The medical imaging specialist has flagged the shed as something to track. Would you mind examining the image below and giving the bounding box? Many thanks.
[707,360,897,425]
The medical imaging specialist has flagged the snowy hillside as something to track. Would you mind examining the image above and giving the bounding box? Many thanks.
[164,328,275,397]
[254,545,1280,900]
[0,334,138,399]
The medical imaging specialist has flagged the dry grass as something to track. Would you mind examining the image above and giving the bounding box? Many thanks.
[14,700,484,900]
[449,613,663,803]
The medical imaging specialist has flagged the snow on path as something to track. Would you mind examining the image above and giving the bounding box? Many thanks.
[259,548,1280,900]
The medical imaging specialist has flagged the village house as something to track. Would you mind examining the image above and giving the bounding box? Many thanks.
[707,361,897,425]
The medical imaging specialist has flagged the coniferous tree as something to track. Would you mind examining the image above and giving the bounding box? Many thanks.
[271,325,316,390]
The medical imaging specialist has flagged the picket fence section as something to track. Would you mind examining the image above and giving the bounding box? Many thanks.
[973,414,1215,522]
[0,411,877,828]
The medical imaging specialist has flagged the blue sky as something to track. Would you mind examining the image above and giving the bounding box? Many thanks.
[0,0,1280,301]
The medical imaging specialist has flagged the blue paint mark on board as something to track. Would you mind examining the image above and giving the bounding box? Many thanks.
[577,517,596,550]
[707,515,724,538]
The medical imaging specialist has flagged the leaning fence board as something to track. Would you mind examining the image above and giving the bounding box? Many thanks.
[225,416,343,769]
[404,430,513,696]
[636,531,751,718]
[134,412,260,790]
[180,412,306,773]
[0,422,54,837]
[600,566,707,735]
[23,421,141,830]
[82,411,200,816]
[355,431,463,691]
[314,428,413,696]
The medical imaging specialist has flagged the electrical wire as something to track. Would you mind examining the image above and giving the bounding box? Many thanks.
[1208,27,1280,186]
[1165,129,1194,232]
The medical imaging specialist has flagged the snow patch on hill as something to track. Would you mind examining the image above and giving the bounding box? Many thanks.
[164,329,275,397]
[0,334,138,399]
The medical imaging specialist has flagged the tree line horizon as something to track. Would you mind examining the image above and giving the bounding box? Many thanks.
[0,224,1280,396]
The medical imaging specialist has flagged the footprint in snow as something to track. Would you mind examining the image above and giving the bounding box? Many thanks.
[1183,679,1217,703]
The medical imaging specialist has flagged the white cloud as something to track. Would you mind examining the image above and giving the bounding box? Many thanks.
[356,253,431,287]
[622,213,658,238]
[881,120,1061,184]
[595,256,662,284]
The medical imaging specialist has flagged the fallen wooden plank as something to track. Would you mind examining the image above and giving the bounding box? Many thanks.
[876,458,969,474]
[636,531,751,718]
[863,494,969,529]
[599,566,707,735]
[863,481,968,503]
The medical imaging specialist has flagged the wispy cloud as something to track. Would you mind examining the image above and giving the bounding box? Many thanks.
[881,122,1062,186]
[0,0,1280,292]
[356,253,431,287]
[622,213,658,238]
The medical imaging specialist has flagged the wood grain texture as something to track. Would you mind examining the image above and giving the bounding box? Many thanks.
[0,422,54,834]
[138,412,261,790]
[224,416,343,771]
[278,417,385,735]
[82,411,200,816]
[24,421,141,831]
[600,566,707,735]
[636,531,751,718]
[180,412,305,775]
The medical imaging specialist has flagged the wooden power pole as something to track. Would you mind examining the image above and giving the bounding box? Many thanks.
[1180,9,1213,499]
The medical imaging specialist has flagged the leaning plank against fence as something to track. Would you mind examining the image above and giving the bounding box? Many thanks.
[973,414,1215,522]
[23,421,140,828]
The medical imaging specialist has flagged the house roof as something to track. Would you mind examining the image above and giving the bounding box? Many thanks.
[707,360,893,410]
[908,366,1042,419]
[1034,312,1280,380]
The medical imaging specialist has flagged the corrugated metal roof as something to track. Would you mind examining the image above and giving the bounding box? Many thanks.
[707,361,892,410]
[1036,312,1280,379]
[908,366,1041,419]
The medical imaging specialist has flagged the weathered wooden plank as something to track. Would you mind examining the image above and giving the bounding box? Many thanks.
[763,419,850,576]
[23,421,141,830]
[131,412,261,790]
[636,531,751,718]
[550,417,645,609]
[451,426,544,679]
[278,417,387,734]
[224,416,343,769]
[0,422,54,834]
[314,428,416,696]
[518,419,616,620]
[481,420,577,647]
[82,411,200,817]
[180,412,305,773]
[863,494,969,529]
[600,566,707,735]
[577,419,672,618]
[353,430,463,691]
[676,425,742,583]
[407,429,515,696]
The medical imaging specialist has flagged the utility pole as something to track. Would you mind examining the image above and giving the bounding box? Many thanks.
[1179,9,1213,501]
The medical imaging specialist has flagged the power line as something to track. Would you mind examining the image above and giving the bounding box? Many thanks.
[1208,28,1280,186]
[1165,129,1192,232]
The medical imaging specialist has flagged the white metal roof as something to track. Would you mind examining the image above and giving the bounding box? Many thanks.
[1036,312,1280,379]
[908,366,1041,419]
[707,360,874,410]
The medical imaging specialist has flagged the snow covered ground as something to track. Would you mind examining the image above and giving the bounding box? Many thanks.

──────

**What you need to do**
Rewrite every one of the lines above, putting "box coordinates" wherever "bounding box" appears and leaving everything else unchanged.

**Solution to this task**
The medical imaging specialist has flagged the shed as something to track. Would you mind examining the image below and giving the box coordinates? Many thanks.
[707,360,897,425]
The medical imaging specialist has flagged the snowy hillside as something to track. Would you mind examining the image above and giving the box coordinates? Many thanks.
[164,328,275,397]
[254,545,1280,900]
[0,334,138,399]
The medical imaging specialist has flagged the dry grass as something to track. Would you mind examining the image above and giving the box coordinates? Many thanks.
[14,700,484,900]
[449,613,663,803]
The medical imaging specialist has flagged the snow on path as something to track. Would you mind examining the image above and giving the box coordinates? Many thanks.
[259,548,1280,900]
The medical imaging specialist has flagged the village house as something to track. Would you mind examining the image above and giving the box coordinates? Many thanks.
[707,361,897,425]
The medical imaging specialist has flagged the coniferous tree as something to track. Would you mind examining the image above and giving the box coordinates? Many thanks.
[271,325,316,390]
The medical imaging specialist has flagged the picket fence section as something to track. Would you mind examining the image above and giving the box coordinates? Many thanks.
[973,414,1215,522]
[0,411,877,828]
The medical imaging specialist has flagged the blue sky as something to track. Would you mind examining the image above and giving the box coordinates? Many thanks.
[0,0,1280,301]
The medical imaging specialist has flagged the blue paint mark on board as something to track. Would you mind examining the image above and giving the box coordinates? Many thanks.
[577,517,596,550]
[707,515,724,538]
The medical imaging specialist has flagged the leaning fence board as something to track. Would you mind examining the image above and giving the box coordinates? Many thanks.
[225,416,343,769]
[404,430,513,696]
[636,531,751,718]
[134,412,260,790]
[180,412,306,773]
[0,422,54,837]
[600,566,707,735]
[23,421,141,830]
[82,411,200,816]
[355,431,463,691]
[314,428,413,696]
The medical imaging specialist has flagged the electrical wire as something to track. Would you mind examining the image above and giving the box coordinates? Many thanks.
[1208,27,1280,186]
[1165,129,1194,232]
The medical imaging specialist has flagged the snow patch on hill as something to track. Would you mind examining the image above and giving the box coordinates? Many thanks.
[164,329,275,397]
[0,334,138,399]
The medical imaging specialist has flagged the tree line horizon as something to track. Would you mind examining the image above and giving the box coordinates? Many thanks.
[0,224,1280,396]
The medical imaging specialist has flagged the footprint in snow as something to track. Would you mind examining the image above and giving the box coordinates? Many thanks.
[1183,679,1217,703]
The medical imaging specialist has flagged the white cloud as something to track. Would you mind examining the image above and giving the box coordinates? Many thanks.
[356,253,431,287]
[622,213,658,238]
[881,120,1061,184]
[595,256,662,284]
The medical imaging specialist has flagged the fallen wooden plank as something to track. Would you mind examining the image above and giving the box coordinates? Many thanks.
[876,458,969,474]
[636,531,751,718]
[863,494,969,529]
[599,566,707,735]
[863,481,968,503]
The medical imaging specialist has flagged the wispy cloud as something to track. Would you mind examining the image above and giving the box coordinates? Many thanks.
[881,122,1062,186]
[0,0,1280,292]
[356,253,431,287]
[622,213,658,238]
The medical imaging specialist has flagged the wood grain texture as something to track. Would you mind examining the image above and giving the box coordinates? Many thanks.
[0,422,54,834]
[138,412,261,790]
[224,416,343,771]
[278,417,385,735]
[82,411,200,816]
[24,421,141,831]
[600,566,707,735]
[636,531,751,718]
[180,412,305,775]
The medical imaging specialist has flagged the wooden power pole as something to track. Would you mind examining the image above and giving the box coordinates? Many thanks.
[1180,9,1213,499]
The medical imaging specialist has flagged the leaning plank against fence as something to track. Would you mind examining the image above and giving the box coordinates? Many thanks.
[973,414,1215,522]
[23,421,140,828]
The medical imaging specialist has flagged the house roof as something to track. Would you mind examining the image above and giving the box coordinates? Many thanks.
[707,360,893,410]
[908,366,1042,419]
[1034,312,1280,380]
The medical imaging specialist has flagged the corrugated metal roof as something to track. Would you mind examining the image above and giving the box coordinates? Many thanks.
[707,361,892,410]
[1036,312,1280,379]
[908,366,1041,419]
The medical imaging specialist has flagged the weathered wooden plank as something to track. Would you mind examining the image above and giving the box coordinates? Many thanks.
[763,419,850,576]
[23,421,141,830]
[131,412,261,790]
[636,531,751,718]
[550,417,645,609]
[451,426,544,679]
[278,417,387,734]
[224,416,343,769]
[0,422,54,834]
[314,428,416,696]
[518,419,616,620]
[481,420,577,647]
[82,411,200,817]
[180,412,305,773]
[863,494,969,529]
[600,566,707,735]
[577,419,672,618]
[353,430,463,691]
[676,425,742,583]
[407,429,515,696]
The medical imaging specialist has flagged the utility pole as something to track. Would you mind examining the image above and giving the box coordinates? Many thanks.
[1179,9,1213,501]
The medical imaging specialist has flagged the power line as something to track. Would you mind examining the image above and giving the box coordinates? Many thanks.
[1208,28,1280,186]
[1165,129,1192,232]
The medical imaging specialist has flagged the white metal roof as something to track. Would you mind examining the image above and giving the box coordinates? Many thanks.
[1036,312,1280,379]
[908,366,1041,419]
[707,360,874,410]
The medical imaging specialist has flagged the snow covered ground as something to track. Would you mind examining the image above and giving the box coordinates? Many thanks.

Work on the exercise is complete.